> WHAT IS EXPECTED:
Set out the lines from the very start of the items through the line that contains "14L230 7L260 3L281" as a Markdown table with two columns, Row and Text, numbering each line and leaving out any blank ones.
---
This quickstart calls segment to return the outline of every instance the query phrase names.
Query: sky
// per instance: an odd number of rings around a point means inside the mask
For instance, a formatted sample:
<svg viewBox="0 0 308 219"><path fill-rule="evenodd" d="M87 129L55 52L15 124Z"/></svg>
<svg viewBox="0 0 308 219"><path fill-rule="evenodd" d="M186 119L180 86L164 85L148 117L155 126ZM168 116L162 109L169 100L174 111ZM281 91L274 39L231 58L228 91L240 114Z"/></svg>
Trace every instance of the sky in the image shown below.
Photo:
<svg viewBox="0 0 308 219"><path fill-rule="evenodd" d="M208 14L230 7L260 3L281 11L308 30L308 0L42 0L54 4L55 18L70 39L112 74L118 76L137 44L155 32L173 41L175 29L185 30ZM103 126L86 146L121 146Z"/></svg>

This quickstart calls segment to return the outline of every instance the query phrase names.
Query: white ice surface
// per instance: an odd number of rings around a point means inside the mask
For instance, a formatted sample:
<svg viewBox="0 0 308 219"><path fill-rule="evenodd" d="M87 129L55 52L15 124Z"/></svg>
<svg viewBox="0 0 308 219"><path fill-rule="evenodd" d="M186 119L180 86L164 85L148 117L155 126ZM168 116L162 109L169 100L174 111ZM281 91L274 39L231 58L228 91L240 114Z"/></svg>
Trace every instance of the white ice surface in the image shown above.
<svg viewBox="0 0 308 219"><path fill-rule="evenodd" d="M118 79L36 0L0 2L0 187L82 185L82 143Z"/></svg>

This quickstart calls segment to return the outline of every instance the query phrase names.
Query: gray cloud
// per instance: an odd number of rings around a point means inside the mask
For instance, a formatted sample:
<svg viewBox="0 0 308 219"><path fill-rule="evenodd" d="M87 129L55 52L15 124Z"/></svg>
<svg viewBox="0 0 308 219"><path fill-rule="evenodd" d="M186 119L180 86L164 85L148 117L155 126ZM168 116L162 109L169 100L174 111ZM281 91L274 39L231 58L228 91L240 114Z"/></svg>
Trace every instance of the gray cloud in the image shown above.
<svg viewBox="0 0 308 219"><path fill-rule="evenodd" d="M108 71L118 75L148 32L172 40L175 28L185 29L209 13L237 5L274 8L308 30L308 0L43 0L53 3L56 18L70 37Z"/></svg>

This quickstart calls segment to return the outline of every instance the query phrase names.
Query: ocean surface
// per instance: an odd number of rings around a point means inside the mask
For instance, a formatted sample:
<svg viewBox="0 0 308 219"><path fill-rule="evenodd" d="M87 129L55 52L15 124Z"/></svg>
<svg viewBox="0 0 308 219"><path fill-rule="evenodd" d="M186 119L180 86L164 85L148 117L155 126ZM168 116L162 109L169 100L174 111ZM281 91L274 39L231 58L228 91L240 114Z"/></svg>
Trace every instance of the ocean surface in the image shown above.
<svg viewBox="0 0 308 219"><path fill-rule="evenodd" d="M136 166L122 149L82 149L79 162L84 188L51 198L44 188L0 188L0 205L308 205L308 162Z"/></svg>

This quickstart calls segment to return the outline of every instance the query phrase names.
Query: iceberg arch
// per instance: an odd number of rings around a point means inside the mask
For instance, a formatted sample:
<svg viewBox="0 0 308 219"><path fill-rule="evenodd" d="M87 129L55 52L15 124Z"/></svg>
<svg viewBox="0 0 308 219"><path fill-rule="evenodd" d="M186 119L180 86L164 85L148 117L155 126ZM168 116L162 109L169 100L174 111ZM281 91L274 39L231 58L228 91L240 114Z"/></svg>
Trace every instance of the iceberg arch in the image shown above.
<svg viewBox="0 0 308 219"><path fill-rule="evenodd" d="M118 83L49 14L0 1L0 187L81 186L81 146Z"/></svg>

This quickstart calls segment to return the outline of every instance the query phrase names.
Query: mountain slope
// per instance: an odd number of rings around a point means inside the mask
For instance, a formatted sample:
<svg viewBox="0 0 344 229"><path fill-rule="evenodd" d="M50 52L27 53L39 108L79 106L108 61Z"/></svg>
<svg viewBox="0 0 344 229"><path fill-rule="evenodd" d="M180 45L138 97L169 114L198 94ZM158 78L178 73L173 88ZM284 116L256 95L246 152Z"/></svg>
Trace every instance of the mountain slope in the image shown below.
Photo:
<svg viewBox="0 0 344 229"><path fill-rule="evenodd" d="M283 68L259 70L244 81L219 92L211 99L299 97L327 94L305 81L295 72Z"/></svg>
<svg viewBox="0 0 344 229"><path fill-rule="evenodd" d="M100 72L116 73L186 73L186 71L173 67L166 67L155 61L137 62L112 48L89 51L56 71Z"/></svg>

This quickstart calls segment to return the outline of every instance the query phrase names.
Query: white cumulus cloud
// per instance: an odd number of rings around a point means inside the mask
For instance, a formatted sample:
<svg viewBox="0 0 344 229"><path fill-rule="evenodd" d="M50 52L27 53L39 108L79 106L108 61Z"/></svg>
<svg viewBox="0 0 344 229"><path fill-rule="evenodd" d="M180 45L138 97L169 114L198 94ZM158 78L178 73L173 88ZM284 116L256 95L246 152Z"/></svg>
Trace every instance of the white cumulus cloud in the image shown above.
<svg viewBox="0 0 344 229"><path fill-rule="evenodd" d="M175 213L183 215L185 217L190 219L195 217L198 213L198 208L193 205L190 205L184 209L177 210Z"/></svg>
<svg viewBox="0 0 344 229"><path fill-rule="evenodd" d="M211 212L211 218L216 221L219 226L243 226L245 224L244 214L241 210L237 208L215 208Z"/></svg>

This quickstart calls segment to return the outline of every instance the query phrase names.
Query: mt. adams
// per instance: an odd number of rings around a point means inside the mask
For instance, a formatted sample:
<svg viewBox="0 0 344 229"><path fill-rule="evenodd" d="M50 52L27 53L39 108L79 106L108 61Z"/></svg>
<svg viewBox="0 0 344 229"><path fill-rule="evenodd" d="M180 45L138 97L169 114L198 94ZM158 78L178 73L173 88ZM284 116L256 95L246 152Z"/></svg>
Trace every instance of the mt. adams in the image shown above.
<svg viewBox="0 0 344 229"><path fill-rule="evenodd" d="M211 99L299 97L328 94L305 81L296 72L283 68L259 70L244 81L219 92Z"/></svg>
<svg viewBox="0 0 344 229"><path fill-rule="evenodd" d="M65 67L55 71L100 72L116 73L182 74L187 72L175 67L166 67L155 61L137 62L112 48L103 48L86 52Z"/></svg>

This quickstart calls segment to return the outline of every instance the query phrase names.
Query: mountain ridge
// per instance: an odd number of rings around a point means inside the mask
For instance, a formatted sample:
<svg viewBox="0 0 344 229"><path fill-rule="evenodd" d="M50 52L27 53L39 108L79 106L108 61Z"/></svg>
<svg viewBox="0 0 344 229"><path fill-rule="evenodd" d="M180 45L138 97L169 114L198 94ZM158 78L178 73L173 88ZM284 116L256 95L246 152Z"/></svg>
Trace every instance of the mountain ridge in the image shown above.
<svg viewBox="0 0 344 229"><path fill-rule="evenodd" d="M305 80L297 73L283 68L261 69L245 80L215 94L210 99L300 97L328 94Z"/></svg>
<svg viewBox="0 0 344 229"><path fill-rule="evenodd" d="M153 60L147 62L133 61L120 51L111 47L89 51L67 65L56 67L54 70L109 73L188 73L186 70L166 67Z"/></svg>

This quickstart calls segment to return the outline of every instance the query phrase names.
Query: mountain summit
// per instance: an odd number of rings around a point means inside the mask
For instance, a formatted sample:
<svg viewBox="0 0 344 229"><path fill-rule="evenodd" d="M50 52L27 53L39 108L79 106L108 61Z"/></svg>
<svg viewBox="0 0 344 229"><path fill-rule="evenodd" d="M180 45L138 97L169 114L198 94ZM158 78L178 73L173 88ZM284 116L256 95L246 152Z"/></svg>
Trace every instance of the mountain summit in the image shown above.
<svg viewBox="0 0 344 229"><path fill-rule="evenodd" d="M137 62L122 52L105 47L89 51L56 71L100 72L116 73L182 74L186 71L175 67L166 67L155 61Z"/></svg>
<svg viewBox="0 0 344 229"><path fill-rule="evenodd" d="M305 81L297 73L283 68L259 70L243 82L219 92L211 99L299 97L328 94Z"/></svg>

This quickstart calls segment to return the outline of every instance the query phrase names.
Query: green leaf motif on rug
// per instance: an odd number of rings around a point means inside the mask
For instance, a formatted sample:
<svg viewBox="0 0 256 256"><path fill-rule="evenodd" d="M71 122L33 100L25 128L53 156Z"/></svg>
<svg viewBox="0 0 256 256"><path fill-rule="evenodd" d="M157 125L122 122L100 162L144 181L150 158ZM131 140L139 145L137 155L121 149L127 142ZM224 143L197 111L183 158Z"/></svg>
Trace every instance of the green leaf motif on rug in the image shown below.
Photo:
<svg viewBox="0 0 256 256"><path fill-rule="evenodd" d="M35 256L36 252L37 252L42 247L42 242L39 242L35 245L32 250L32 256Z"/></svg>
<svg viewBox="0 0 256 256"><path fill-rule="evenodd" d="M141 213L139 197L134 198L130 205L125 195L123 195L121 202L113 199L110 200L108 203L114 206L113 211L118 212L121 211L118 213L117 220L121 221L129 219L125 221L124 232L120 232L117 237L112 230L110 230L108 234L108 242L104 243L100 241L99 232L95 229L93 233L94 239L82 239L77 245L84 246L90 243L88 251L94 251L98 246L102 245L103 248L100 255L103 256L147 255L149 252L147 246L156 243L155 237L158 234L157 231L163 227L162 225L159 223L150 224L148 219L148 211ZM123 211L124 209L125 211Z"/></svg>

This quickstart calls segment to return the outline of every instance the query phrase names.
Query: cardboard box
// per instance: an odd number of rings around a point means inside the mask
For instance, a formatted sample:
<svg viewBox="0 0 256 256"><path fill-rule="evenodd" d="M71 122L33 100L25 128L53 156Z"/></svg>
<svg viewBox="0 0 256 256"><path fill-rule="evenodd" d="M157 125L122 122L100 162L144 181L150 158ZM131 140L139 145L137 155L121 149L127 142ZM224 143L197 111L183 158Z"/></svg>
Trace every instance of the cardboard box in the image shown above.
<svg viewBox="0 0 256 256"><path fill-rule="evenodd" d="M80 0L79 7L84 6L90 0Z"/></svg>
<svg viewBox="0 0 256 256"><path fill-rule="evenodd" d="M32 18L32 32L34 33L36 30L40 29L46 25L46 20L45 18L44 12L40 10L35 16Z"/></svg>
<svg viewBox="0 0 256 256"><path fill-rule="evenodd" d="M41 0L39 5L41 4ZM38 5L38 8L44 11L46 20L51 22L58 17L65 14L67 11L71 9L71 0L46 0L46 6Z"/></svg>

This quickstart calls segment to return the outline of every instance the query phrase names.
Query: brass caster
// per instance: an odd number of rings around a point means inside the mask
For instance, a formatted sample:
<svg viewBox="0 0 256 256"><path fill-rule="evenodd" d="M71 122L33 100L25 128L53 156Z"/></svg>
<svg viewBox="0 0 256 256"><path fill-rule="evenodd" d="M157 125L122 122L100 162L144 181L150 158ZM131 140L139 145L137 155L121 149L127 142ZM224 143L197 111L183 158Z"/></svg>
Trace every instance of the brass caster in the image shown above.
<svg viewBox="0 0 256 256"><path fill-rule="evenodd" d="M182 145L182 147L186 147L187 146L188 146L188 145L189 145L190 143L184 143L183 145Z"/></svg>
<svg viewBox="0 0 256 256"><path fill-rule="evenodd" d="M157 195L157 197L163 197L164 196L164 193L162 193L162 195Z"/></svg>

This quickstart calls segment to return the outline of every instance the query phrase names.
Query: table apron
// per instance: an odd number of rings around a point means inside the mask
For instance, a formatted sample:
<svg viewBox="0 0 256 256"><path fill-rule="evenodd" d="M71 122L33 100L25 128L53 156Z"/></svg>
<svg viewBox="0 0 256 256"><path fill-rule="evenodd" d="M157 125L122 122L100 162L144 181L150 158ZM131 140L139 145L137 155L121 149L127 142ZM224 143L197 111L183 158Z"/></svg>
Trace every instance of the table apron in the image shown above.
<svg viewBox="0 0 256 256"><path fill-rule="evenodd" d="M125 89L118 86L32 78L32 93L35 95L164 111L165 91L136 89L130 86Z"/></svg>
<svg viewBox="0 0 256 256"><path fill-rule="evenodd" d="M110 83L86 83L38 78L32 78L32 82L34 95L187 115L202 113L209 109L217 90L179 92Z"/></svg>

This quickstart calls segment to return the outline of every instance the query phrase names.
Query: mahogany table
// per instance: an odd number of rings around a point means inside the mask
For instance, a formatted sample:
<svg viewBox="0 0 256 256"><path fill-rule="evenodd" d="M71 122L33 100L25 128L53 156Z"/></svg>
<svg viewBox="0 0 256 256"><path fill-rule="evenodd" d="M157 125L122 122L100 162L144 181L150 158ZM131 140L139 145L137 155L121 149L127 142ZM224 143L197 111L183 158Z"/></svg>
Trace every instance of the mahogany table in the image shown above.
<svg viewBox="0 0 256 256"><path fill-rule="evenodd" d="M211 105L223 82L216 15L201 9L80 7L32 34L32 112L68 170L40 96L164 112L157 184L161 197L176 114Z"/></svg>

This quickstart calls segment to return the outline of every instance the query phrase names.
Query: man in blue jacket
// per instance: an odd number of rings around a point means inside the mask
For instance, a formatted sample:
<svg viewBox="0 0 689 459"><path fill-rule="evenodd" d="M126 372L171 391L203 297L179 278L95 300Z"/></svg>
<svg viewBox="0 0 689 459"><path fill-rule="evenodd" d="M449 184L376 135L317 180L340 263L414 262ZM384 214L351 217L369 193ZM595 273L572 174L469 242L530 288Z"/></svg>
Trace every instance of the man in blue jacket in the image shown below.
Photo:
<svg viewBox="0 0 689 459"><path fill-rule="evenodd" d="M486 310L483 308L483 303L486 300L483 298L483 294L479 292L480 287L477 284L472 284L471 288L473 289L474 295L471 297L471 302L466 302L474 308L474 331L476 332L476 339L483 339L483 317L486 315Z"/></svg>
---
> OUTPUT FOR THIS TASK:
| Row | Text |
|---|---|
| 1 | This quickstart calls segment to return the outline of every instance the query phrase names. |
| 2 | Query: sky |
| 3 | // per instance: an odd number of rings around a point means inside the mask |
| 4 | For instance, a formatted sample: |
| 5 | <svg viewBox="0 0 308 219"><path fill-rule="evenodd" d="M87 129L55 52L15 124Z"/></svg> |
| 6 | <svg viewBox="0 0 308 219"><path fill-rule="evenodd" d="M186 119L180 86L164 85L148 117L155 126ZM168 116L162 109L169 100L174 111ZM281 91L274 39L231 58L228 91L240 114Z"/></svg> |
| 7 | Trace every instance of the sky in the image shown below. |
| 8 | Photo: |
| 9 | <svg viewBox="0 0 308 219"><path fill-rule="evenodd" d="M208 14L230 7L260 3L281 11L308 30L308 0L42 0L54 4L55 18L70 39L112 74L118 76L137 44L155 32L173 41L175 29L185 30ZM103 126L86 146L121 146Z"/></svg> |